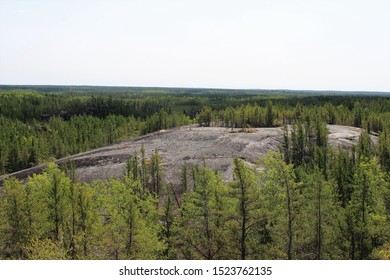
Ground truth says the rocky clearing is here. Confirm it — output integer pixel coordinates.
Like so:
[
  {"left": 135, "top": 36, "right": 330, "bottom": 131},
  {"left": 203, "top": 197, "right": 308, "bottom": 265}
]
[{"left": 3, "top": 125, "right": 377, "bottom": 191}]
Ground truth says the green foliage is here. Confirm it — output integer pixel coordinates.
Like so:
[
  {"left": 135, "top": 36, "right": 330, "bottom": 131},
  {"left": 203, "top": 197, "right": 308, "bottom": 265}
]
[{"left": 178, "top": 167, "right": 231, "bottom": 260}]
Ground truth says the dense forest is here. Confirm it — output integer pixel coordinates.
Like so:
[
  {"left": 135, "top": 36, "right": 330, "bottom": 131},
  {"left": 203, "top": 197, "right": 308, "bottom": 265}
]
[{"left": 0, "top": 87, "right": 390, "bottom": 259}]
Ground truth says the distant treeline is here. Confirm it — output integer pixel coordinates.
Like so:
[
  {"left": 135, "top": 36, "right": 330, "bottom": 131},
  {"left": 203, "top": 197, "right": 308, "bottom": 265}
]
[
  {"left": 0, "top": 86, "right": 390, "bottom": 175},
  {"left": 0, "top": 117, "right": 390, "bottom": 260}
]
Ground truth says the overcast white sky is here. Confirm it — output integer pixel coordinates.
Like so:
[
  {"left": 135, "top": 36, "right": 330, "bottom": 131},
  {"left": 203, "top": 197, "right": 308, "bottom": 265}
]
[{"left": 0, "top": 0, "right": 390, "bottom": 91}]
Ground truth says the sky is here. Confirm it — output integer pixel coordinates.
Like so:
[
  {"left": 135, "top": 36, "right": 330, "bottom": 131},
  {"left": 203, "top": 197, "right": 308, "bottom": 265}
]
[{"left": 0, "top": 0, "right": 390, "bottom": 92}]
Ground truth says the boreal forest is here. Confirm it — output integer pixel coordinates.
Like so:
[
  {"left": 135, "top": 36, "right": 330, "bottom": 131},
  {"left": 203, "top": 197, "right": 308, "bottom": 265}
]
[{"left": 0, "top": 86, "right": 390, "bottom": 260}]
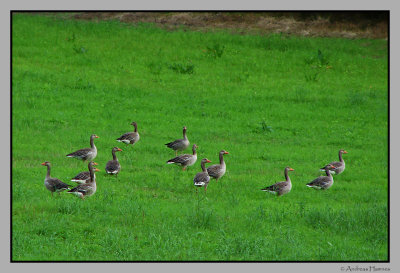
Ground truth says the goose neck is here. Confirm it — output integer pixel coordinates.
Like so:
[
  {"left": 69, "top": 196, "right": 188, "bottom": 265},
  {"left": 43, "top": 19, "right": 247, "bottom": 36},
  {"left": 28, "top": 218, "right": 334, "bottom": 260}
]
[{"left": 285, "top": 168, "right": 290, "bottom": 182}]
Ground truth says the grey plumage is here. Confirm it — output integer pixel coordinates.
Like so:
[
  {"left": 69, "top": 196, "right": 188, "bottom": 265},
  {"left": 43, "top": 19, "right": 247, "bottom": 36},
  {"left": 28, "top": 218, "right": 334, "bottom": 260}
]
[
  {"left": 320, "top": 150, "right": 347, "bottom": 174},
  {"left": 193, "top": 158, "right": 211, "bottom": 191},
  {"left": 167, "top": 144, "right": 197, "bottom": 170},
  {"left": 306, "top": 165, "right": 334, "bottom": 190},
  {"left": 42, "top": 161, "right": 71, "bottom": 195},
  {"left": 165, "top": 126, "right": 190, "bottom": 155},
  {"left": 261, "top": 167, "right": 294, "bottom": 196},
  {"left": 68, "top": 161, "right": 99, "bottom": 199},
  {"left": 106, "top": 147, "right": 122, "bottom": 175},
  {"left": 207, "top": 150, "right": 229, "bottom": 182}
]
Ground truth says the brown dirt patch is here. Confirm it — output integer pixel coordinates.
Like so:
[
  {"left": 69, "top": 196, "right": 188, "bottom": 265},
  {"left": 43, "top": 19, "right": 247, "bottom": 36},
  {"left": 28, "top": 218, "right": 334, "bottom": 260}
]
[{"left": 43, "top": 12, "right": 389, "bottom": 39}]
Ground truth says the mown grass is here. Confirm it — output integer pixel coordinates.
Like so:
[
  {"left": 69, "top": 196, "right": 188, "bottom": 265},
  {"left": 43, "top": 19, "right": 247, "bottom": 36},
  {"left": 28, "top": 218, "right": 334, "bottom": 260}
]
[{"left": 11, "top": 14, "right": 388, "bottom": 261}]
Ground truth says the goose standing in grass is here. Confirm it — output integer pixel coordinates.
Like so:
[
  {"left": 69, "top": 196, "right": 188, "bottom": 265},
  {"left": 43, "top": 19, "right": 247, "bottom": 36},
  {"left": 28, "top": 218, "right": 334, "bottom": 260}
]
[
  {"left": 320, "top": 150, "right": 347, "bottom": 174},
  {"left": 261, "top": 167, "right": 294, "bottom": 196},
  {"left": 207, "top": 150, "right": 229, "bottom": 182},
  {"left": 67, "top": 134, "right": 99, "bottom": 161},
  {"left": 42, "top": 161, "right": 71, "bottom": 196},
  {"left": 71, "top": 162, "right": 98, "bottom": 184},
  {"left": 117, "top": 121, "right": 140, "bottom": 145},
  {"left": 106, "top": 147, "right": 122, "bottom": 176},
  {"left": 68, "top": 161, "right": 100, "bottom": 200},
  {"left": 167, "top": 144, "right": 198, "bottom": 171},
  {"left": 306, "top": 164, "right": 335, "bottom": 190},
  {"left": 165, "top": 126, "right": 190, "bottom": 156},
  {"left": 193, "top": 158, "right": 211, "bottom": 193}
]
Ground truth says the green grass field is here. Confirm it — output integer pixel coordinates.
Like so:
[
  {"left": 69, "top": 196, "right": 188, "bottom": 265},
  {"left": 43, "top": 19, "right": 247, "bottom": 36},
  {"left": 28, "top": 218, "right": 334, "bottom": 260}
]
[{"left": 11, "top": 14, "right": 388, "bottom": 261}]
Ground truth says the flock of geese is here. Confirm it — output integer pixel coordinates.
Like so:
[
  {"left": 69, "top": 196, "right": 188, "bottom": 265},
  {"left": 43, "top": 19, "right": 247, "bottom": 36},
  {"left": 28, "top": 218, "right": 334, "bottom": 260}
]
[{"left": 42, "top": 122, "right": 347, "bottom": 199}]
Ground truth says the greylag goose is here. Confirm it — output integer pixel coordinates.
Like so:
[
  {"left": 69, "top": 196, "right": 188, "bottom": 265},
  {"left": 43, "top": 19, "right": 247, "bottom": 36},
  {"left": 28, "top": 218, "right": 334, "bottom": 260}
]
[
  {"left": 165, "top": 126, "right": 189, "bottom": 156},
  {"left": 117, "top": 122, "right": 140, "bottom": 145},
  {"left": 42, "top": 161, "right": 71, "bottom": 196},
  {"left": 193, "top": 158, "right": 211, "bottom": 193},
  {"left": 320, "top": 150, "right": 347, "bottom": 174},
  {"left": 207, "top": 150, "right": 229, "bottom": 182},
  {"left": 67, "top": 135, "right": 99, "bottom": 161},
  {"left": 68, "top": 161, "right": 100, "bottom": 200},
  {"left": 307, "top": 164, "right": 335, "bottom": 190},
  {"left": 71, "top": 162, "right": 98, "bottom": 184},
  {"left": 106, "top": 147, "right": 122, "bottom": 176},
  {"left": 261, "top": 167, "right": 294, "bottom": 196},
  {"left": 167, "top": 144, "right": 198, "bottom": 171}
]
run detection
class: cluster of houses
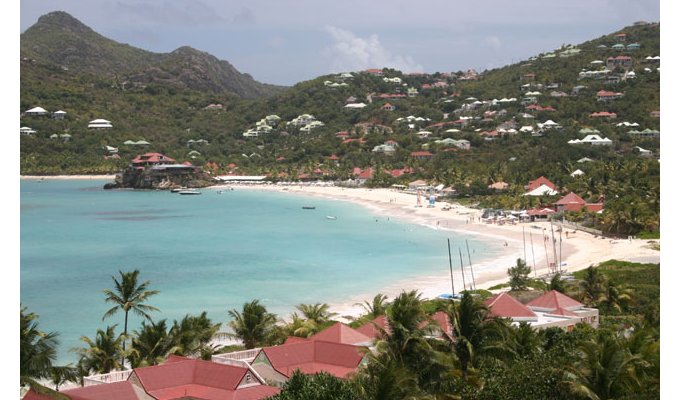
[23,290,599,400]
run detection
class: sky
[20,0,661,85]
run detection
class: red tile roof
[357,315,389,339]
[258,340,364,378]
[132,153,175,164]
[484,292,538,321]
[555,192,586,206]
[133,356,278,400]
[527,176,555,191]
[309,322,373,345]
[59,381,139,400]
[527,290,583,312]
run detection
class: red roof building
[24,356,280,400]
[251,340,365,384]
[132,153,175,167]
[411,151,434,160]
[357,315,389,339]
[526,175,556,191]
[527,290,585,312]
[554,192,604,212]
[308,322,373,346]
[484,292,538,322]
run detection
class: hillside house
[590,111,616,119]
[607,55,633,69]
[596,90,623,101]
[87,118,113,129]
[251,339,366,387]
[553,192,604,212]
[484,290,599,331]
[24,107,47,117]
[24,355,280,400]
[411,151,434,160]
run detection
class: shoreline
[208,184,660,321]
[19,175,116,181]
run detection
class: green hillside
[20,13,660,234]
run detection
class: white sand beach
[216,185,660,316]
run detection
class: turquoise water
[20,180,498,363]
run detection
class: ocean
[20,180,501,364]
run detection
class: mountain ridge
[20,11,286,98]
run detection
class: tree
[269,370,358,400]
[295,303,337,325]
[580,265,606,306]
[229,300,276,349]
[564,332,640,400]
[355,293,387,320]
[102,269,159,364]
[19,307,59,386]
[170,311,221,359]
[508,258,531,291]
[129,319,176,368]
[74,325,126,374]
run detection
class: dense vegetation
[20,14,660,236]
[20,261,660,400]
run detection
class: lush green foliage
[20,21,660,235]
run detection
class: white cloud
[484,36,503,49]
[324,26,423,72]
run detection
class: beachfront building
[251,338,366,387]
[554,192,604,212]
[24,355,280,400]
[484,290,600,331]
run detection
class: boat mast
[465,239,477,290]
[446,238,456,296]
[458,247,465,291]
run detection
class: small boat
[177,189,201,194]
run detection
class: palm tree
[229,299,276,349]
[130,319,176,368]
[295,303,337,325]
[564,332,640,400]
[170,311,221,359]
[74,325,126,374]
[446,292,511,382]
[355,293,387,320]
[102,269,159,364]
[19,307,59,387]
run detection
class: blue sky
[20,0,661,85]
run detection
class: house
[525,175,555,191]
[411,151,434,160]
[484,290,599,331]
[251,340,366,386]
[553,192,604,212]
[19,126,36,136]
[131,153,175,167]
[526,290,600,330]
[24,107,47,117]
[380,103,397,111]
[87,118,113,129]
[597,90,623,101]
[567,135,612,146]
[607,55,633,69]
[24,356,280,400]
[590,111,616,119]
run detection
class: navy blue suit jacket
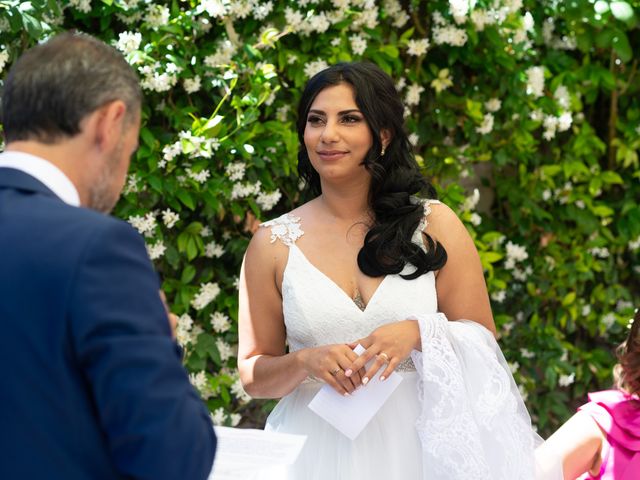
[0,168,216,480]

* * *

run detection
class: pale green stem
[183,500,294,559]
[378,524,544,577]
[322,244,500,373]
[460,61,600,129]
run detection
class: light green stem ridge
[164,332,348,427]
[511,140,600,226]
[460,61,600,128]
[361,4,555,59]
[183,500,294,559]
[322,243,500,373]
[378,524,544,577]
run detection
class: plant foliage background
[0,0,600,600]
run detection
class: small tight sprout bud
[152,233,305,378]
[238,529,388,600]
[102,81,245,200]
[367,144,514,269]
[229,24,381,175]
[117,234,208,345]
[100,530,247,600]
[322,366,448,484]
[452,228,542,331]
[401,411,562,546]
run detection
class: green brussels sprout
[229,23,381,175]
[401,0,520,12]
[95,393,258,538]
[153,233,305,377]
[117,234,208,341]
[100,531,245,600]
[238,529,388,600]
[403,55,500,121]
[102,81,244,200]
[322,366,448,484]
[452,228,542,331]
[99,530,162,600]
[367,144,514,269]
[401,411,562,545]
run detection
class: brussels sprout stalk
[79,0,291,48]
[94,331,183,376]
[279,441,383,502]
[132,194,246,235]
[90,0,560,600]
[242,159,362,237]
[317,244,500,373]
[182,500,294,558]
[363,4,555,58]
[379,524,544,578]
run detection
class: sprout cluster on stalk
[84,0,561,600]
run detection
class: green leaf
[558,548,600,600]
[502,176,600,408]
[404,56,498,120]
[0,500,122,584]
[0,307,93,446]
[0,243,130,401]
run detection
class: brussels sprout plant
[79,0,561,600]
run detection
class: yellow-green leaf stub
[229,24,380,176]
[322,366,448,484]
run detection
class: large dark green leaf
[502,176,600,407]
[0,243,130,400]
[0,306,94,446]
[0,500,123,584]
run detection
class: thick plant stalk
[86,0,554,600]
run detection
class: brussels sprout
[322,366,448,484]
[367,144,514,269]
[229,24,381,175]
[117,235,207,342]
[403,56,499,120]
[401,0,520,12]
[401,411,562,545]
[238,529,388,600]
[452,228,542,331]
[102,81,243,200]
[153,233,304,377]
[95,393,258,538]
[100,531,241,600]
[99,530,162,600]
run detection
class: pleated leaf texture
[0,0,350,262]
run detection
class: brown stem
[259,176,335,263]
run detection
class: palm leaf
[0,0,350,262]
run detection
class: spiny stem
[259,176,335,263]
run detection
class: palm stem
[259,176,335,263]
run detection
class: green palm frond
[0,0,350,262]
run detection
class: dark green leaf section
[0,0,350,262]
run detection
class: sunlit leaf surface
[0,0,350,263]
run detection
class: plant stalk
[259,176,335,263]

### Task to complete
Pick out each line of the listing that contains the word "cluster" and copy those lines unchanged.

### Response below
class: cluster of houses
class: sprout cluster on stalk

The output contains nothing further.